## Document section
☆ ☆ ☆ ☆

Monday 27 June 2011

Subtext

An entry in the Glossary project

A supplementary screenplay explaining those unspoken or unacted but more or less important plot devices not made manifest in a movie’s shooting script. Nanneman made mandatory the provision of the subtext as a digital file available for display as sub- (dialogue) and super- (action) titles during the exhibition of any film made with the Catalogue’s components.

Not to be confused with the Implicit.

Implicit, The

An entry in the Glossary project

In its redestructivish sense, the Implicit is the inverse of Visual Matter or, to put it another way, the essence that fills the holes in the mise-en-scene.

Nanneman stated that although the Implicit was intangible and existed only as an unambiguous natural force that would come into being between any two or more of his components once activated, there would still be a small fee applicable for its use. Hanni took to referring to this fee as a "subtext tax", although Nanneman discouraged her use of this term as it just confused things. The Implicit was an aesthetic side-effect which, whilst unavoidable, could hardly be considered vital to any movie, while the subtext was an essential structural tool which Nanneman suggested had been, since the birth of cinema, "screenwriting’s dark little secret".

For Francis Dove, Nanneman's idea of the Implicit was too weighted and specific. The gaps between screen presences were "less, even, than essence". While visual matter could be used to contextualise (not define) the nothingness that it framed, that was not the same as making this nothingness something itself. From this perspective, Dove's use of ostentatiously artificial sets, props and performances as a moving architecture of absence can be considered an acknowledgement of the futility of artistic pursuit against the dumb mystery of the universe. His contemporaries alternately labelled Dove’s work as "clunkyist" or "nothingist" depending on the part of the screen to which they were referring: he might more accurately have been described as a nothingist wrapped up in a clunkyist (as a filmmaker) or vice versa (in his day-to-day life).

Dove’s creative partner Harley Byrne, who had enormous respect for Nanneman as a thinker (but not as a man), countered that "just because the unknowable isn’t defined, doesn’t mean we’re unsure what it is," though it is possible that Dove wasn’t listening.

☆ ☆ ☆ ☆

## Dataset content

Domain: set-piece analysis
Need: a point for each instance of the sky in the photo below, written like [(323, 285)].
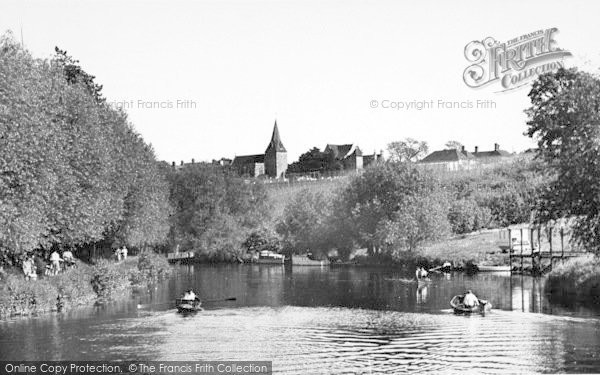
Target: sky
[(207, 79)]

☆ ☆ ☆ ☆

## What to do
#1 Translate this sentence from the glossary text into Spanish: "In its redestructivish sense, the Implicit is the inverse of Visual Matter or, to put it another way, the essence that fills the holes in the mise-en-scene."
#2 Reproduce the part of the glossary text starting with "Not to be confused" and going on through "in the mise-en-scene.", word for word.

## Responses to the tasks
#1 En su sentido redestructivista, lo Implícito es el inverso de la Materia Visual o, dicho de otro modo, la esencia que llena los huecos de la puesta en escena.

#2
Not to be confused with the Implicit.

Implicit, The

An entry in the Glossary project

In its redestructivish sense, the Implicit is the inverse of Visual Matter or, to put it another way, the essence that fills the holes in the mise-en-scene.